§ INSTRUCTION
Reproduce the entries below word for word, starting at the line that contains "Put a dot on the shrub" and running through the final line, with both ends included.

Pointing entries for named objects

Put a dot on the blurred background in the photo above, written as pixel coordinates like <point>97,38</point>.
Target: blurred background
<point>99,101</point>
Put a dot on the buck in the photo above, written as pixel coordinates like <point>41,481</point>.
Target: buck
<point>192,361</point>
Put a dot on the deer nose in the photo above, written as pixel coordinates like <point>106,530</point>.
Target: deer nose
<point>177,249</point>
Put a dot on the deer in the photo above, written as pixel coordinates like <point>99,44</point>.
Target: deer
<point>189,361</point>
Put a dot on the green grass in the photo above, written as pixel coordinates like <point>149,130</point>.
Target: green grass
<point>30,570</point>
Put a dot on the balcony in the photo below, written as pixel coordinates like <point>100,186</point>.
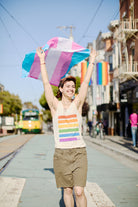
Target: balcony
<point>128,71</point>
<point>127,29</point>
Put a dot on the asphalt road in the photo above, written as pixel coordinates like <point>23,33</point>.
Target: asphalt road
<point>34,163</point>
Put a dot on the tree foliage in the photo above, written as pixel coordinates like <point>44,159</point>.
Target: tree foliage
<point>29,105</point>
<point>11,103</point>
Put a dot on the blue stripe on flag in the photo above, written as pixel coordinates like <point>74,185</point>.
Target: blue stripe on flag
<point>70,134</point>
<point>78,57</point>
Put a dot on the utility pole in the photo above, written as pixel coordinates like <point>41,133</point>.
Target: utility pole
<point>68,27</point>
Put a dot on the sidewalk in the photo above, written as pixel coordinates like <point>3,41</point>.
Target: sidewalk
<point>29,179</point>
<point>120,145</point>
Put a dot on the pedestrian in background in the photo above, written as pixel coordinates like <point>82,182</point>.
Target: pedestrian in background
<point>134,124</point>
<point>70,157</point>
<point>90,127</point>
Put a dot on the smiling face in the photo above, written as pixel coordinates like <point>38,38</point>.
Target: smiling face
<point>68,89</point>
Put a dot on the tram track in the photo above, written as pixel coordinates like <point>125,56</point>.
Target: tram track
<point>9,148</point>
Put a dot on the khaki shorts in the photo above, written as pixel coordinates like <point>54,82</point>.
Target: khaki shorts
<point>70,167</point>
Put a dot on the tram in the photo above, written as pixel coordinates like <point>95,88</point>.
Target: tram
<point>32,121</point>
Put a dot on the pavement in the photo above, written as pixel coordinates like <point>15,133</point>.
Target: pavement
<point>29,179</point>
<point>117,144</point>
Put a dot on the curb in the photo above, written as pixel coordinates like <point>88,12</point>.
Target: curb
<point>132,157</point>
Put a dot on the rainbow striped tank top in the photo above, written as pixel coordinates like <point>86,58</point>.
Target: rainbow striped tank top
<point>67,127</point>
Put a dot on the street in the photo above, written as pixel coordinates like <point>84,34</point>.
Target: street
<point>33,165</point>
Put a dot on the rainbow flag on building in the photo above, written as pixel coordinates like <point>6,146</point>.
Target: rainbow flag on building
<point>84,66</point>
<point>102,73</point>
<point>61,55</point>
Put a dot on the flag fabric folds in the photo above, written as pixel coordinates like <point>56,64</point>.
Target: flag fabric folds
<point>84,66</point>
<point>102,73</point>
<point>61,54</point>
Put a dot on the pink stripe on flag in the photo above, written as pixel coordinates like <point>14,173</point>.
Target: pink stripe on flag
<point>35,68</point>
<point>76,46</point>
<point>53,42</point>
<point>69,139</point>
<point>61,67</point>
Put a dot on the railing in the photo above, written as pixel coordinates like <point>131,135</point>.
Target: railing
<point>127,28</point>
<point>131,68</point>
<point>129,25</point>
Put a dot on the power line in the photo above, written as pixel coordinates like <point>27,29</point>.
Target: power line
<point>92,19</point>
<point>19,24</point>
<point>9,35</point>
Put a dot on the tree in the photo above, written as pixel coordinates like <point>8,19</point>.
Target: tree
<point>11,103</point>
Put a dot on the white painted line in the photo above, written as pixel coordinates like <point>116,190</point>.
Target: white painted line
<point>10,191</point>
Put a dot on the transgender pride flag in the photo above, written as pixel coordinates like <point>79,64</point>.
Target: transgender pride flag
<point>61,55</point>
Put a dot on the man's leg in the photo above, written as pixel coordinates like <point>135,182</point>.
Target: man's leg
<point>81,200</point>
<point>68,197</point>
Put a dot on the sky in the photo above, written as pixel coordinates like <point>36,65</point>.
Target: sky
<point>28,24</point>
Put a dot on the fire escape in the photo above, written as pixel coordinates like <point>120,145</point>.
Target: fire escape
<point>127,36</point>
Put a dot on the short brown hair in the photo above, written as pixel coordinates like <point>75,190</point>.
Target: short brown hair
<point>62,82</point>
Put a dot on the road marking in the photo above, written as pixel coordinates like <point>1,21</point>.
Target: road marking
<point>10,191</point>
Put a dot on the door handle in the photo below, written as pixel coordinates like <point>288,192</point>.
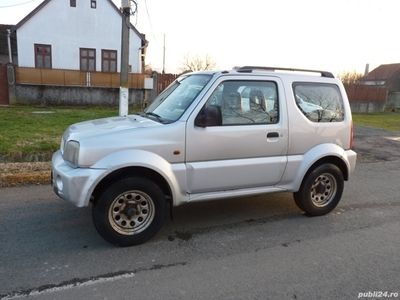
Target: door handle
<point>272,135</point>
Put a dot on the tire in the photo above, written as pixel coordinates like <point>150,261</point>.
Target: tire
<point>321,190</point>
<point>130,211</point>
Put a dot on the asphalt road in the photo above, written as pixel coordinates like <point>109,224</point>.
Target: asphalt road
<point>255,248</point>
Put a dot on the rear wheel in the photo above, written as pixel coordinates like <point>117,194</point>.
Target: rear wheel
<point>130,211</point>
<point>321,190</point>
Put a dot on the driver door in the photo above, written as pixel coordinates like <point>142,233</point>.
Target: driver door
<point>249,148</point>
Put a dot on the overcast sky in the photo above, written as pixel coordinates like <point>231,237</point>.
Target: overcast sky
<point>334,35</point>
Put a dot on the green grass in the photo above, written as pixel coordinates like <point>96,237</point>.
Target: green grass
<point>388,120</point>
<point>31,134</point>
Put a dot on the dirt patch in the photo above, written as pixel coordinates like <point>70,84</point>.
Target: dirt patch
<point>372,144</point>
<point>14,174</point>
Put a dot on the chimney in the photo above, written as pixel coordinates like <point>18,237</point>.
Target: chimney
<point>366,70</point>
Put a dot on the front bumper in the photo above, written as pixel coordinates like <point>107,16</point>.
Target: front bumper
<point>351,158</point>
<point>74,185</point>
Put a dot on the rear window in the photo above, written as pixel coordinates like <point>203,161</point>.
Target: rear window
<point>319,102</point>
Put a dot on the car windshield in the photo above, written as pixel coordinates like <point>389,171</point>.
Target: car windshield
<point>170,105</point>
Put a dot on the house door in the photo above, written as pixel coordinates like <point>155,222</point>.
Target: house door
<point>3,85</point>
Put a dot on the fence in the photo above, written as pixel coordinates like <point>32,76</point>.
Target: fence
<point>365,93</point>
<point>58,77</point>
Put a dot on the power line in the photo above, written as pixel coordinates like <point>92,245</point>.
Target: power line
<point>18,4</point>
<point>150,23</point>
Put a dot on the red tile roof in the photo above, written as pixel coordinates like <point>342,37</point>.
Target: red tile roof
<point>383,72</point>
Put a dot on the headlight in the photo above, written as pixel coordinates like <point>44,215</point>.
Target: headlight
<point>71,152</point>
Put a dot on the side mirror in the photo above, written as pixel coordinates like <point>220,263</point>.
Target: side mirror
<point>209,116</point>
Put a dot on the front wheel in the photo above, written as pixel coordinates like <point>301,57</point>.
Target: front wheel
<point>321,190</point>
<point>130,211</point>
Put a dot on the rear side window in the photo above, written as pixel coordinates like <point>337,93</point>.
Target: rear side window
<point>246,102</point>
<point>319,102</point>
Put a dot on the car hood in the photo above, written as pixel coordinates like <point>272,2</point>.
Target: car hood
<point>107,126</point>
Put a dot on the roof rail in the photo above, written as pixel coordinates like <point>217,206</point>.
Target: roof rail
<point>249,69</point>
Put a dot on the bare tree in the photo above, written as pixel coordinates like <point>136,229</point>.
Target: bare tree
<point>350,77</point>
<point>197,63</point>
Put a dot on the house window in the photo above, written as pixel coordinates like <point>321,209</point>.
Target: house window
<point>43,56</point>
<point>87,59</point>
<point>109,60</point>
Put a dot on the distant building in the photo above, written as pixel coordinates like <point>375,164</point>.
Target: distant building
<point>77,35</point>
<point>4,57</point>
<point>387,76</point>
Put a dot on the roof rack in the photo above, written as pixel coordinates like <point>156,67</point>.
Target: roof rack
<point>249,69</point>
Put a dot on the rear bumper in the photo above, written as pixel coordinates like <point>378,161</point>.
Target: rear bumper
<point>74,185</point>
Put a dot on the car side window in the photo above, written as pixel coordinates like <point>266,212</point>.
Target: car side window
<point>245,102</point>
<point>319,102</point>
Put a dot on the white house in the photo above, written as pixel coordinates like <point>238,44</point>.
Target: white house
<point>77,35</point>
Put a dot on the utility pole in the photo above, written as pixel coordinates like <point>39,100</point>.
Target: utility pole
<point>164,56</point>
<point>123,88</point>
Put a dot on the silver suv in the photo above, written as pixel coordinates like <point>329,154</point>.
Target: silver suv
<point>210,135</point>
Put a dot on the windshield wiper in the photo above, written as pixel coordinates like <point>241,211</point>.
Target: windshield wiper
<point>158,117</point>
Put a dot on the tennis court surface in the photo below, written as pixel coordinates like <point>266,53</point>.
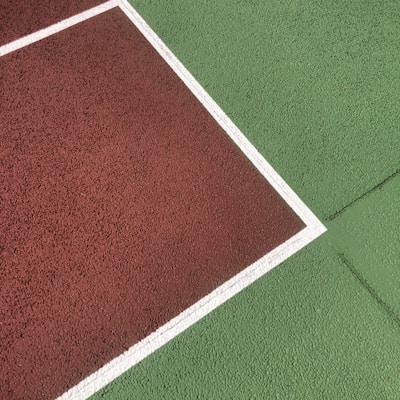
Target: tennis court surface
<point>132,207</point>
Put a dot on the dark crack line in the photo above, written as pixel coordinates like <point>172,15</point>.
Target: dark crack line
<point>378,186</point>
<point>391,313</point>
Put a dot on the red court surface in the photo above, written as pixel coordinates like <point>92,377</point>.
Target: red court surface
<point>123,203</point>
<point>20,18</point>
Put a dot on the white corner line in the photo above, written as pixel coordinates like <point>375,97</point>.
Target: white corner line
<point>57,27</point>
<point>224,121</point>
<point>314,228</point>
<point>116,367</point>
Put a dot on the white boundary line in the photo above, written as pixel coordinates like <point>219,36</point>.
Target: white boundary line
<point>58,27</point>
<point>165,333</point>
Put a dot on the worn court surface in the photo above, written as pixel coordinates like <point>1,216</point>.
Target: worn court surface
<point>316,90</point>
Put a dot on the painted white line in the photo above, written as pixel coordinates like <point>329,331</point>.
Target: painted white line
<point>58,27</point>
<point>229,127</point>
<point>177,325</point>
<point>165,333</point>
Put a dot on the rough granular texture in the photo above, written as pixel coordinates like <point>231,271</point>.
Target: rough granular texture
<point>20,18</point>
<point>122,203</point>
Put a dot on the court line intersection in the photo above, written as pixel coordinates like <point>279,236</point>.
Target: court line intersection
<point>165,333</point>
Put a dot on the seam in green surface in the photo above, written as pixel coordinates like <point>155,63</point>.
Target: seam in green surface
<point>377,186</point>
<point>386,307</point>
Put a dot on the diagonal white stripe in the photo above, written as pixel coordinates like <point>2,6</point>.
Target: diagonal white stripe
<point>57,27</point>
<point>165,333</point>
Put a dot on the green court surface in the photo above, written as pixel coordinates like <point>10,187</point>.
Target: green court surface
<point>315,87</point>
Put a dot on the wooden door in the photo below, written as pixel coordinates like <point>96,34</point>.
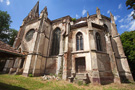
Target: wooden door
<point>80,65</point>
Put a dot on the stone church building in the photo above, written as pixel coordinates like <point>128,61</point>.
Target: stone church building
<point>88,48</point>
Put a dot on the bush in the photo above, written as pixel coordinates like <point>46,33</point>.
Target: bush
<point>73,19</point>
<point>30,75</point>
<point>80,83</point>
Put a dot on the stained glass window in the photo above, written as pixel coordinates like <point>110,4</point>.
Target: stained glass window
<point>79,41</point>
<point>56,42</point>
<point>98,41</point>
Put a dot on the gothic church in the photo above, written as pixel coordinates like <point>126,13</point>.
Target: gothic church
<point>88,48</point>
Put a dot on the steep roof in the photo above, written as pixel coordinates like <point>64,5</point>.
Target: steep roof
<point>8,51</point>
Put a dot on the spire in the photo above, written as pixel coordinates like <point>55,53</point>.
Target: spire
<point>88,14</point>
<point>112,18</point>
<point>34,13</point>
<point>98,13</point>
<point>44,11</point>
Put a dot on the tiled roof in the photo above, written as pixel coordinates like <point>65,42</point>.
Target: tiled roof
<point>7,49</point>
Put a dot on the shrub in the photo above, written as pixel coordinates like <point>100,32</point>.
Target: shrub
<point>30,75</point>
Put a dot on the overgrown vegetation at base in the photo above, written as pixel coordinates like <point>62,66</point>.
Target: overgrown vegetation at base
<point>18,82</point>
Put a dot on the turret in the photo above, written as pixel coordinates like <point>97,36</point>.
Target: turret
<point>98,13</point>
<point>34,14</point>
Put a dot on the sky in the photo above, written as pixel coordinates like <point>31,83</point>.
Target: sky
<point>19,9</point>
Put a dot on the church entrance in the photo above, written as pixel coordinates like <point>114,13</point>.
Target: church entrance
<point>80,65</point>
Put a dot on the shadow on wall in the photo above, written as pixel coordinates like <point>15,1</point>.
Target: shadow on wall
<point>4,86</point>
<point>122,72</point>
<point>2,64</point>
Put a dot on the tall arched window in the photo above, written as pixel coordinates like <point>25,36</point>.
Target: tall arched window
<point>56,41</point>
<point>79,41</point>
<point>98,41</point>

§ SOLUTION TO THIS PROBLEM
Put a dot on the shrub in the photo above, written as pixel coordinates like <point>100,32</point>.
Target: shrub
<point>30,75</point>
Put a dot on the overgrown vegetation at base in the photo above, written as pixel coordinates like <point>62,66</point>.
Target: overgrown vegetation at base
<point>18,82</point>
Put a dot on the turret in the photo above, written as pixel coordinates like <point>97,36</point>.
Target: turret
<point>98,13</point>
<point>34,14</point>
Put a dot on the sky in the photo above, written as pixel coordinates like <point>31,83</point>.
Target: sky
<point>19,9</point>
Put a dot on the church entrance in the photo above, written as pixel coordinates like <point>114,13</point>.
Target: church entrance
<point>80,65</point>
Put a dot on the shadow on wall in the photo above, written as pixel coordinates like <point>15,1</point>.
Target: shadow on wall
<point>4,86</point>
<point>122,72</point>
<point>2,64</point>
Put a dot on the tall arched window in the photo above, written as pixel coordinates like <point>25,36</point>.
Target: tall arched window
<point>56,41</point>
<point>79,41</point>
<point>98,41</point>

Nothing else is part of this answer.